[Dataset entries]
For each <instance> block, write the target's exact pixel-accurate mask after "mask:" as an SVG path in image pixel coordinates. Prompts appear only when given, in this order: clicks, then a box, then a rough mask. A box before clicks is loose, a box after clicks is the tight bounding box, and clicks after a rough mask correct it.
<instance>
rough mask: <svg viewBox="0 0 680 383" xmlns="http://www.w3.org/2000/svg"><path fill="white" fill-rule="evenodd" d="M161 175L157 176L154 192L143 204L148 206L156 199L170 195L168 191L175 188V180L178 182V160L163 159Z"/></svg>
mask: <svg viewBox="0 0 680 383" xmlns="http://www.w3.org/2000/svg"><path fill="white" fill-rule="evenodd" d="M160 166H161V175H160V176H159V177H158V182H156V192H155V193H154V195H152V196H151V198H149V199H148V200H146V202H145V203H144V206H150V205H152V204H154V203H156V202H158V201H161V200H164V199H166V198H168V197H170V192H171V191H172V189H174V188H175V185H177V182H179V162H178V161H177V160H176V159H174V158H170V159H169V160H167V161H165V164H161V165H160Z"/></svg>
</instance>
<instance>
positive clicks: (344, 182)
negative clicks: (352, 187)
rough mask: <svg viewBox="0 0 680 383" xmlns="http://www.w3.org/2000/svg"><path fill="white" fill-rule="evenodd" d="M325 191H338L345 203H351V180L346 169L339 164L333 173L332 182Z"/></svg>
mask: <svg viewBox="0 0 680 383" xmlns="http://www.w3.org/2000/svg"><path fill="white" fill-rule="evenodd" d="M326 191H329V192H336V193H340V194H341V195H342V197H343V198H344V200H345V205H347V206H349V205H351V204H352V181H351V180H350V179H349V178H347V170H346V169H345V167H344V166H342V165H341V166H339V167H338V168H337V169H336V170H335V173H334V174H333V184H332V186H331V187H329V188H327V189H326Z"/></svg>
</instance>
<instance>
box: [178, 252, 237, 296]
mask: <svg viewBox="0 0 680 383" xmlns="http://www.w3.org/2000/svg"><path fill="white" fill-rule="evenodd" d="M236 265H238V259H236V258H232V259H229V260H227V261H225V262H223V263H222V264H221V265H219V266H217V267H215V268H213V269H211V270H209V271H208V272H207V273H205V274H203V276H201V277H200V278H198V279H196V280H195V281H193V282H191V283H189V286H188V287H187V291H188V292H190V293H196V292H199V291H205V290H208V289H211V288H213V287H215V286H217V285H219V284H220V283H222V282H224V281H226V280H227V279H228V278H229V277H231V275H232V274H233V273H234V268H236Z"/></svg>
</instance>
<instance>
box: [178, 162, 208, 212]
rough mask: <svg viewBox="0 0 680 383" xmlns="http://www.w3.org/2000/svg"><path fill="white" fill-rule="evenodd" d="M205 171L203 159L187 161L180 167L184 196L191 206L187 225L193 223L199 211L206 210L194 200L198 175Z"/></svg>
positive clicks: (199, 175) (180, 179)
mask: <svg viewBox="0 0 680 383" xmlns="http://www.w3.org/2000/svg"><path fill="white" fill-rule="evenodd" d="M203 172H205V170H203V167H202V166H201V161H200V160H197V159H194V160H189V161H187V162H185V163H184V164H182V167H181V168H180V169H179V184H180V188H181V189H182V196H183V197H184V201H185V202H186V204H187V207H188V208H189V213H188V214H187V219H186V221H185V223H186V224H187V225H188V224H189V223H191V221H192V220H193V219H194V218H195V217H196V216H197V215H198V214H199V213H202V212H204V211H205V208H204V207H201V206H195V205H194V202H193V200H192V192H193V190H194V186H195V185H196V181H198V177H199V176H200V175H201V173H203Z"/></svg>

To do:
Your answer is the line containing "box: [178, 252, 237, 296]" plus every line after it through the end of the entries, given again exactly and alone.

Solution to this task:
box: [178, 252, 237, 296]
mask: <svg viewBox="0 0 680 383" xmlns="http://www.w3.org/2000/svg"><path fill="white" fill-rule="evenodd" d="M236 265H238V259H236V258H232V259H229V260H227V261H225V262H223V263H222V264H221V265H219V266H217V267H215V268H213V269H211V270H209V271H208V272H207V273H205V274H203V276H201V277H200V278H198V279H196V280H195V281H193V282H191V283H189V286H188V287H187V291H188V292H190V293H196V292H199V291H205V290H208V289H211V288H213V287H215V286H217V285H219V284H220V283H222V282H224V281H226V280H227V279H228V278H229V277H231V275H232V274H233V273H234V268H236Z"/></svg>
</instance>
<instance>
box: [178, 162, 208, 212]
rough mask: <svg viewBox="0 0 680 383" xmlns="http://www.w3.org/2000/svg"><path fill="white" fill-rule="evenodd" d="M205 171L203 159L187 161L180 167L184 196L191 206L187 225L193 223L199 211L206 210L194 200L198 175Z"/></svg>
positive clicks: (199, 175) (180, 179)
mask: <svg viewBox="0 0 680 383" xmlns="http://www.w3.org/2000/svg"><path fill="white" fill-rule="evenodd" d="M203 172H205V170H203V167H202V166H201V161H200V160H197V159H194V160H189V161H187V162H185V163H184V164H182V167H181V168H180V169H179V184H180V188H181V189H182V196H183V197H184V201H185V202H186V204H187V207H188V208H189V213H188V214H187V219H186V221H185V223H186V224H187V225H188V224H189V223H191V221H192V220H193V219H194V218H195V217H196V216H197V215H198V214H199V213H202V212H204V211H205V208H204V207H201V206H195V205H194V202H193V200H192V192H193V190H194V186H195V185H196V181H198V177H199V176H200V175H201V173H203Z"/></svg>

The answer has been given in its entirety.